### GOAL
Rewrite the part that opens with the line containing "blue truck, one" and closes with the line containing "[(655, 155), (492, 154), (600, 176), (568, 190)]", swapping "pine tree" for "fir tree" and leaving everything else unchanged. Give back only those lines.

### DATASET ENTRIES
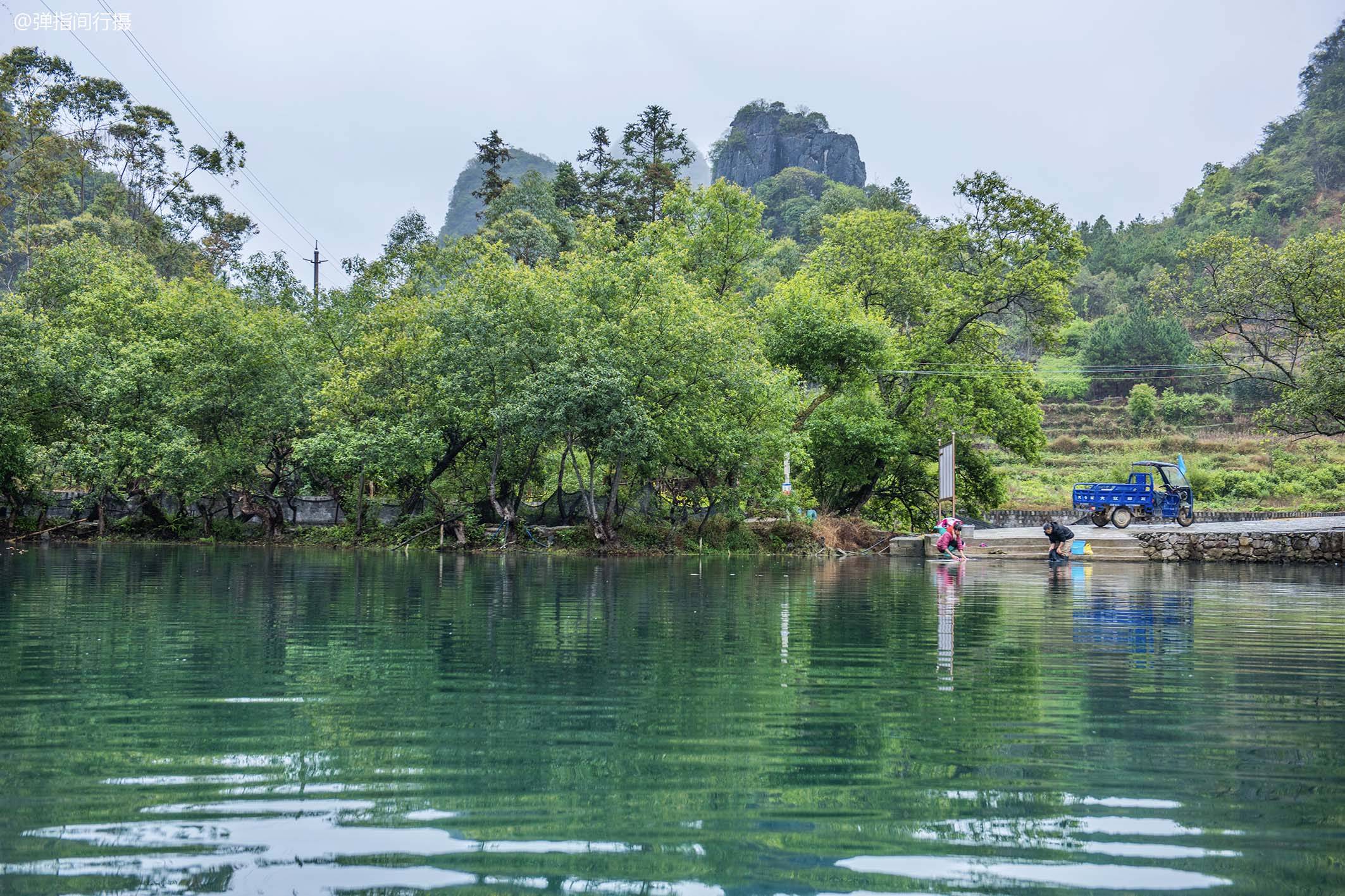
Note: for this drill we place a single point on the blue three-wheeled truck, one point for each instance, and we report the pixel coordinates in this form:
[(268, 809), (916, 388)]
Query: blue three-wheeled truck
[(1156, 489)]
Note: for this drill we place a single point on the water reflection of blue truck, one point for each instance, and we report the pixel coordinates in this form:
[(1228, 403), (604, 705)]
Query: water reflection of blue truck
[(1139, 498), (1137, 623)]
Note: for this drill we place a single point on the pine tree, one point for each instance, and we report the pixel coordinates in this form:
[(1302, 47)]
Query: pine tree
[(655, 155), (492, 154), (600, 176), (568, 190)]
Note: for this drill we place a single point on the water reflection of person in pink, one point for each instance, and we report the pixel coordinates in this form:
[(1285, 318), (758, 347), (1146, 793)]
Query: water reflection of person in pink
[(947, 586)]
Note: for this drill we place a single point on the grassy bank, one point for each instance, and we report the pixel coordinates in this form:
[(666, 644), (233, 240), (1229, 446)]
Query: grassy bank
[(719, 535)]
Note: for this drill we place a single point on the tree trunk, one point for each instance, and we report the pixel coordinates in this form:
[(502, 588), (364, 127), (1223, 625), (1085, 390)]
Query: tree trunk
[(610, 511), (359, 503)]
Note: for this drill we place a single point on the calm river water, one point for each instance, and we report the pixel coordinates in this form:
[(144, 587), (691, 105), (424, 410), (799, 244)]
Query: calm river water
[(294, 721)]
--
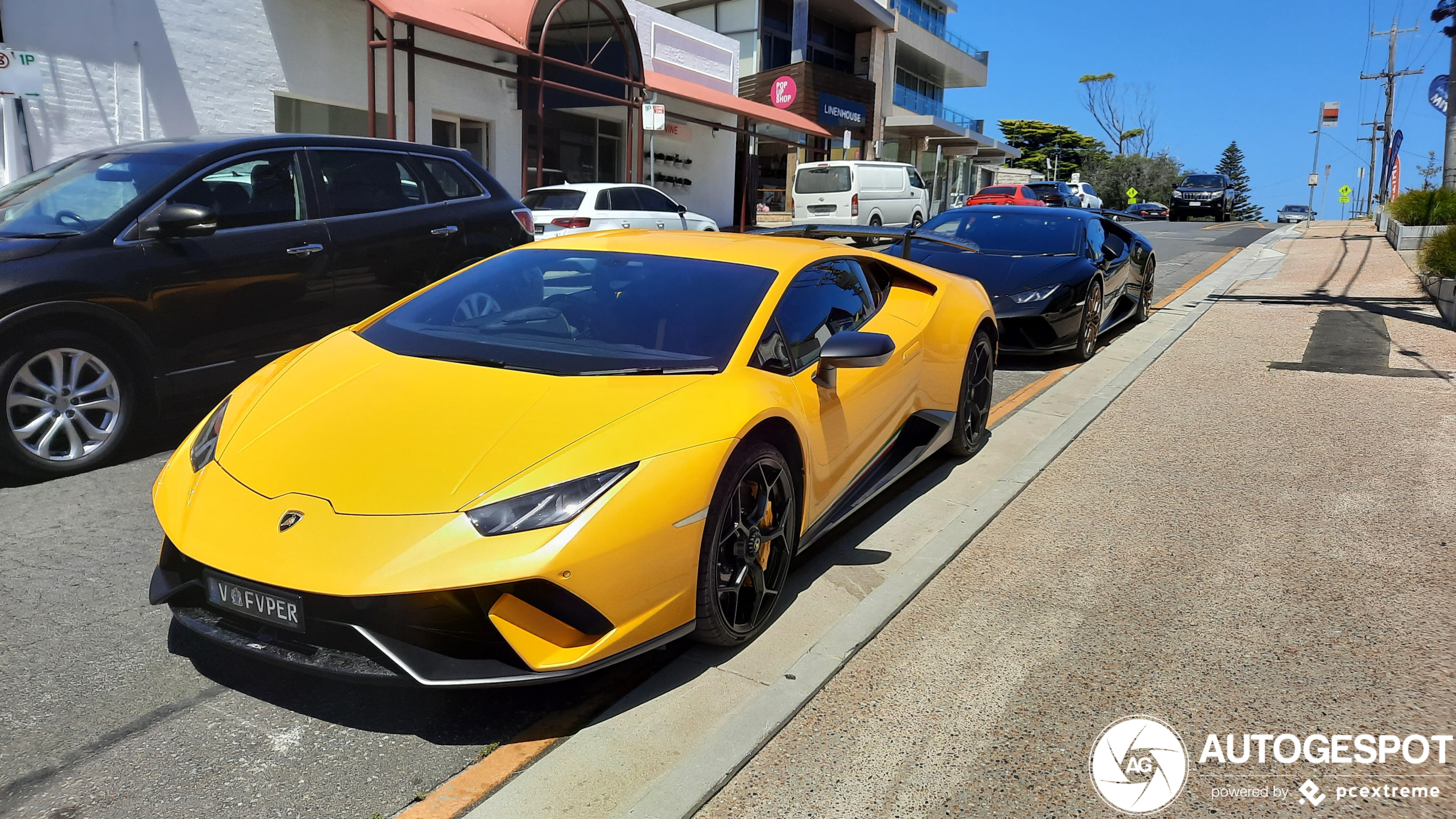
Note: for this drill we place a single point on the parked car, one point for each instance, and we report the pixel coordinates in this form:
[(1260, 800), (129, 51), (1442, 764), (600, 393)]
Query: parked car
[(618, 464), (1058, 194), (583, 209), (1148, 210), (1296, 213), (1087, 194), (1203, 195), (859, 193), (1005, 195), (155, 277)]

### THE RESPONSE
Note: for this drill we place a single point on the water reflection of blue truck, one point for each instance, and we report the pixel coordinates in this form:
[(1228, 403), (604, 705)]
Query: water reflection of blue truck
[(1139, 498), (1137, 623)]
Note: for this drill we place a single point on the fir tree, one point for each instance, and we report the pixel coordinates in this form:
[(1302, 47)]
Query: fir tree
[(655, 155), (492, 154), (600, 176), (568, 190)]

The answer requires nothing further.